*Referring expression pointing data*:

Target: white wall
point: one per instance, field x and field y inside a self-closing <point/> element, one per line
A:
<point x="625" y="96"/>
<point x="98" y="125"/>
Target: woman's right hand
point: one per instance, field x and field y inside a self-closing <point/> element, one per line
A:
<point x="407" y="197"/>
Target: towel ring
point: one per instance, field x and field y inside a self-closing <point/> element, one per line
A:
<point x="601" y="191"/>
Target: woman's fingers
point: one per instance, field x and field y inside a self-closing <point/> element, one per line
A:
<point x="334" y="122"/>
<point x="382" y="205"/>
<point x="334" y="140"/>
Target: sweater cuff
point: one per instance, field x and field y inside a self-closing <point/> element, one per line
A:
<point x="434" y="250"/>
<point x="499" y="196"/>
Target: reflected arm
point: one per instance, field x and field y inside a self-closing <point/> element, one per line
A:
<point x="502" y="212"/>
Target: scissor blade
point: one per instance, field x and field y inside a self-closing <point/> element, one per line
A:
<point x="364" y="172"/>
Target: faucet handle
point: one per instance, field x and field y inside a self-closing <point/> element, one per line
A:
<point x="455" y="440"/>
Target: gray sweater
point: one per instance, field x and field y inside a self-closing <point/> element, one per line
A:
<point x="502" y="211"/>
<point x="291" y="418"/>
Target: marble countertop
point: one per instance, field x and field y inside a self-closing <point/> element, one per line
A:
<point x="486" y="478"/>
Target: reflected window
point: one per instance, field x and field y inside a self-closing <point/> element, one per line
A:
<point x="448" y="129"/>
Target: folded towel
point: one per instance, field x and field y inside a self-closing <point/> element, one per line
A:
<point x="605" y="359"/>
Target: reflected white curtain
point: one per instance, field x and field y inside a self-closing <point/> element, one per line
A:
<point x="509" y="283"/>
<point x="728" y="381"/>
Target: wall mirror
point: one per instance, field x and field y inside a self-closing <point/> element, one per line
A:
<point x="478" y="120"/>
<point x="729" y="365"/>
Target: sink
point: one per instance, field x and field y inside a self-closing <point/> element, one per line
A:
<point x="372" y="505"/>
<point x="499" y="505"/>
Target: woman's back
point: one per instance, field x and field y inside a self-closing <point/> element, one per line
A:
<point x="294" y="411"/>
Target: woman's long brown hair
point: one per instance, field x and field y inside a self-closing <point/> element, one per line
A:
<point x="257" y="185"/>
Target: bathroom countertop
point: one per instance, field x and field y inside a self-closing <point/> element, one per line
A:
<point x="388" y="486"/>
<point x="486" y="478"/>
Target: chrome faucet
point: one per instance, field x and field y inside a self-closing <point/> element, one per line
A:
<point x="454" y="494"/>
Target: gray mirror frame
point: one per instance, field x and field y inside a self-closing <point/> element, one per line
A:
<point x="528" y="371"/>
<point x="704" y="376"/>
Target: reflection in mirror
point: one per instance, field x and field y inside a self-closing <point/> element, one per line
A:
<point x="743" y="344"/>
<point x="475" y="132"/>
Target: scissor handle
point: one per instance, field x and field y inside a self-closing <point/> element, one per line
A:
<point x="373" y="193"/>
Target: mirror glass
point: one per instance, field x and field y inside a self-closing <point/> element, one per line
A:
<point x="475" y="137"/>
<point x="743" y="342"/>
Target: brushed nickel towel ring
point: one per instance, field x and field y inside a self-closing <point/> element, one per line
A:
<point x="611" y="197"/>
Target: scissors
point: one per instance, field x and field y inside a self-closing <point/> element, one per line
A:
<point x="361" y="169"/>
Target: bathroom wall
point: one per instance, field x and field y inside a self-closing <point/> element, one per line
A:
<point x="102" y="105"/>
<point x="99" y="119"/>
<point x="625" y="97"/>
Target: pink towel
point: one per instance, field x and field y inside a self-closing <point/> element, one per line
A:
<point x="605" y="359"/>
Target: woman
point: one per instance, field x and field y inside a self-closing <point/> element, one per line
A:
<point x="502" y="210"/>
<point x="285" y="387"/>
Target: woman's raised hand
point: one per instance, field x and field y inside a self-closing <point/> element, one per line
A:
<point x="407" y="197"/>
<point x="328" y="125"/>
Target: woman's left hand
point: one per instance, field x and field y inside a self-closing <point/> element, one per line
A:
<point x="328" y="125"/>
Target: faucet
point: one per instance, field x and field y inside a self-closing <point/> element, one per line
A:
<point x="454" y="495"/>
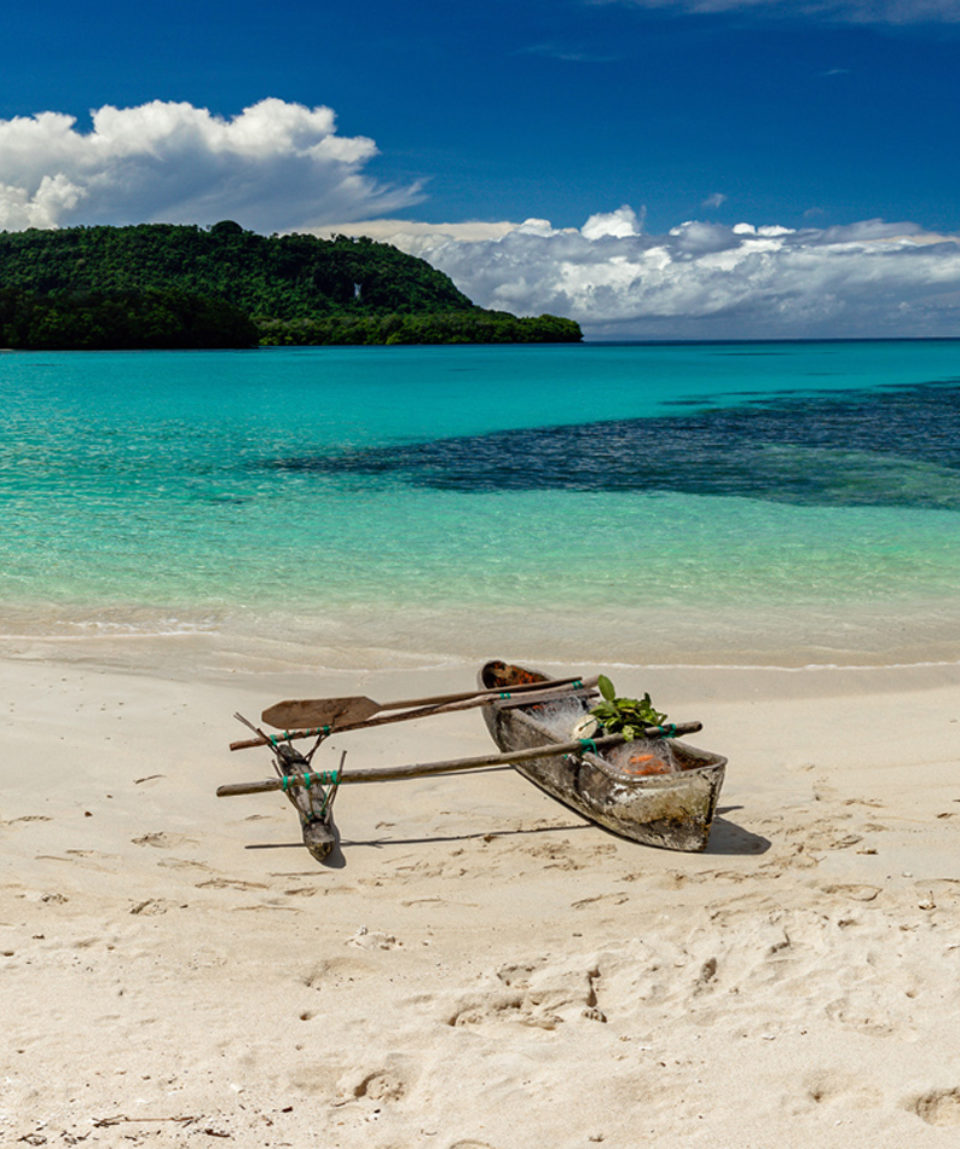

*Task*:
Word for word, repeat all of the entries above, leaving out the pictures.

*Reply*:
Target: white wall
point: one per instance, field x and field y inside a self-closing <point/> element, one per line
A:
<point x="625" y="96"/>
<point x="98" y="125"/>
Target: woman's right hand
point: one per instance, field x and field y inside a self-closing <point/> element, one per line
A:
<point x="407" y="197"/>
Target: towel ring
point: one per instance, field x and field y inside a self-closing <point/> element, one per line
A:
<point x="601" y="191"/>
Target: woman's fingers
point: one per instance, field x and field y inside a self-closing <point/> element, one per line
A:
<point x="334" y="122"/>
<point x="382" y="205"/>
<point x="334" y="140"/>
Target: sweater cuff
point: one per instance, field x and field y inside a self-closing <point/> element, one per line
A:
<point x="434" y="250"/>
<point x="499" y="196"/>
Target: reflected arm
point: one per instance, field x and field y inside a self-closing <point/> element, one per line
A:
<point x="502" y="212"/>
Target: scissor blade
point: one per instance, field x and field y inside a self-closing <point/> element, one per line
A:
<point x="364" y="172"/>
Target: faucet handle
point: one per instance, field x and field y inside a self-closing <point/> element, one per line
A:
<point x="455" y="440"/>
Target: gray sweater
point: one per instance, field x and field y inside a self-closing <point/> element, one per line
A:
<point x="502" y="211"/>
<point x="291" y="418"/>
Target: marble countertop
point: one per instance, field x and field y inside a self-closing <point/> element, one per line
A:
<point x="486" y="478"/>
Target: reflected window
point: one per instance, field x and field y inside a self-closing <point/> element, one per line
A:
<point x="448" y="129"/>
Target: folded towel
point: one per instance, field x and field y inside a self-closing <point/> element, one per line
A:
<point x="605" y="359"/>
Target: reflected white curtain
point: one per instance, field x and field y inside a self-closing <point/> element, one per line
A:
<point x="509" y="283"/>
<point x="728" y="381"/>
Target: wall mirror
point: one per instance, field x and field y inside a self-closing <point/> element, one per line
A:
<point x="478" y="120"/>
<point x="729" y="365"/>
Target: sink
point: one per instance, field x and field y inside a self-closing <point/> element, one per line
A:
<point x="372" y="505"/>
<point x="499" y="505"/>
Target: woman's back
point: one per instance, field x and field y inside a self-closing <point/> element, one per line
A:
<point x="294" y="411"/>
Target: woman's long brown hair
point: one per instance, field x and field y inside a self-closing <point/> element, one per line
A:
<point x="257" y="185"/>
Target: bathroom countertop
point: one per instance, field x and field y inside a self-closing <point/> element, one per line
A:
<point x="388" y="486"/>
<point x="486" y="478"/>
Target: chrome faucet
point: one per instance, field x and field y inside a self-closing <point/> element, one per line
A:
<point x="454" y="494"/>
Target: gray mirror frame
point: one per instance, field x and field y inside a self-closing <point/> element, one per line
A:
<point x="528" y="371"/>
<point x="704" y="376"/>
Target: reflection in mirror
point: one per instance, field x and field y inside a self-closing <point/> element, one per line
A:
<point x="743" y="344"/>
<point x="475" y="132"/>
Target: scissor handle
point: one per instance, field x and field y inside a self-closing <point/> element, one per line
A:
<point x="373" y="193"/>
Target: mirror glass
point: one per instance, field x and field y inside a self-closing <point/> element, one per line
A:
<point x="475" y="137"/>
<point x="743" y="342"/>
Target: brushed nickel towel ring
point: one per instance, field x and field y inside a self-closing <point/> element, one per line
A:
<point x="611" y="197"/>
Target: scissors
point: one per instance, field x and field y inside a self-closing <point/> element, one per line
A:
<point x="361" y="169"/>
Target: bathroom wall
point: one per instance, field x and field y inside a self-closing <point/> element, one per line
A:
<point x="102" y="105"/>
<point x="99" y="119"/>
<point x="625" y="97"/>
Target: pink towel
point: one per instance, field x and field y inside a self-closing <point/> element, one per line
A:
<point x="605" y="359"/>
Target: woman
point: one per instance, field x and field y inside a self-closing <point/> element, one per line
A:
<point x="502" y="210"/>
<point x="285" y="387"/>
Target: woman's raised hand
point: one per instance, field x and field y inside a self-closing <point/> element, one per line
A:
<point x="407" y="197"/>
<point x="328" y="125"/>
Target: woman's left hand
point: one per instance, field x and field y inside a self-closing <point/> element, one per line
A:
<point x="328" y="125"/>
Target: faucet
point: one per instance, field x and field y inside a self-closing <point/> element, one per line
A:
<point x="454" y="495"/>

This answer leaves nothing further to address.